The task -> Write out verbatim the part of the Kafka mailing list reply that opens with the words containing "Posted to users@kafka.apache.org" and closes with "topics off zookeeper.".

You are viewing a plain text version of this content. The canonical link for it is here.
Posted to users@kafka.apache.org by Lorenzo Alberton <l....@gmail.com> on 2012/08/07 23:47:34 UTC

Re: Thousands of topics

Hi Taylor,

thanks for your reply. I'd love to read your blog post about your
experiences with it, especially around hardware configuration and how you
consume the data (few/many short/long-lived processes, average throughput
per topic). The cleanup script seems really useful too, I was considering
writing one that also cleans dead topics off zookeeper.

Thanks!

Lorenzo


On Tue, Jul 31, 2012 at 8:58 PM, Taylor Gautier <tg...@tagged.com> wrote:

> Yes, we have done so at Tagged.  I chronicled a bit of our experience here
> on the the mailing list.  Effectively we found that a single machine could
> not go above ~20k total topics.  This could be OS dependent however (we use
> CentOS 5.x)

Region labeling entries
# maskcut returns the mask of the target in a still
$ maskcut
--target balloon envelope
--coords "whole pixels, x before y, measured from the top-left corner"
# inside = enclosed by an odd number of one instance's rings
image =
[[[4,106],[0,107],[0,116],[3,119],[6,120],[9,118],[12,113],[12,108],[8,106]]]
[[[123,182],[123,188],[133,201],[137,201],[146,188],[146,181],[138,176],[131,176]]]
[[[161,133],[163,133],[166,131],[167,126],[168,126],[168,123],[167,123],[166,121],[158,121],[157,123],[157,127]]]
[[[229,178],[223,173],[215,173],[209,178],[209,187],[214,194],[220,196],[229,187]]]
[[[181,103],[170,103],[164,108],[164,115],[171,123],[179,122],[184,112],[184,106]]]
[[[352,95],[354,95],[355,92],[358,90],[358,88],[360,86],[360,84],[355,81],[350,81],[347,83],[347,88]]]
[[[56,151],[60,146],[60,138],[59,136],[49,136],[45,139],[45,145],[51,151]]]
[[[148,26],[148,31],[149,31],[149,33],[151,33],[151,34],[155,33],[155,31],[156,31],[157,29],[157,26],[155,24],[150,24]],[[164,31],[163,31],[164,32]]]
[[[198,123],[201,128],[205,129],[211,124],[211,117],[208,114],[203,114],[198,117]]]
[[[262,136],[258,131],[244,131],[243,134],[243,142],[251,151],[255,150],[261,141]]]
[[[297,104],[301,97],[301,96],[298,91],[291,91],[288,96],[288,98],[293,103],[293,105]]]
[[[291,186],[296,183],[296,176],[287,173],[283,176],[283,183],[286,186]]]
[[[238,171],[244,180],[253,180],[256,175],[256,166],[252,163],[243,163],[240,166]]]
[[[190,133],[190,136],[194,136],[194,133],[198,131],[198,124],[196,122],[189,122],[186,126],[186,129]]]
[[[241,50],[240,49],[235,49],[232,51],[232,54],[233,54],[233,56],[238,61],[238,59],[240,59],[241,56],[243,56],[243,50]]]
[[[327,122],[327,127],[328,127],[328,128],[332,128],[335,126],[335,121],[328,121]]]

...

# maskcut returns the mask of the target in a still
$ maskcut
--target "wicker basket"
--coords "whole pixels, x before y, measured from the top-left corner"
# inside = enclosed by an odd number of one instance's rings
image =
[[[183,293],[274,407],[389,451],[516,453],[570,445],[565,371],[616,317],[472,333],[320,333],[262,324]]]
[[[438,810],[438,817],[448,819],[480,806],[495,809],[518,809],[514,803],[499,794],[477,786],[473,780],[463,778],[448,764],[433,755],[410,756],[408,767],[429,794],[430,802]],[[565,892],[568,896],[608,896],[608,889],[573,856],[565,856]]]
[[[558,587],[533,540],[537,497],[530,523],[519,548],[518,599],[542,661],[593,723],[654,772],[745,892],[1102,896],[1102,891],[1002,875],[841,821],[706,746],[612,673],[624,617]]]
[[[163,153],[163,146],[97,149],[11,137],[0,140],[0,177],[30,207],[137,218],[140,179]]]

Answer below ->
Posted to users@kafka.apache.org by Lorenzo Alberton <l....@gmail.com> on 2012/08/07 23:47:34 UTC

Re: Thousands of topics

Hi Taylor,

thanks for your reply. I'd love to read your blog post about your
experiences with it, especially around hardware configuration and how you
consume the data (few/many short/long-lived processes, average throughput
per topic). The cleanup script seems really useful too, I was considering
writing one that also cleans dead topics off zookeeper.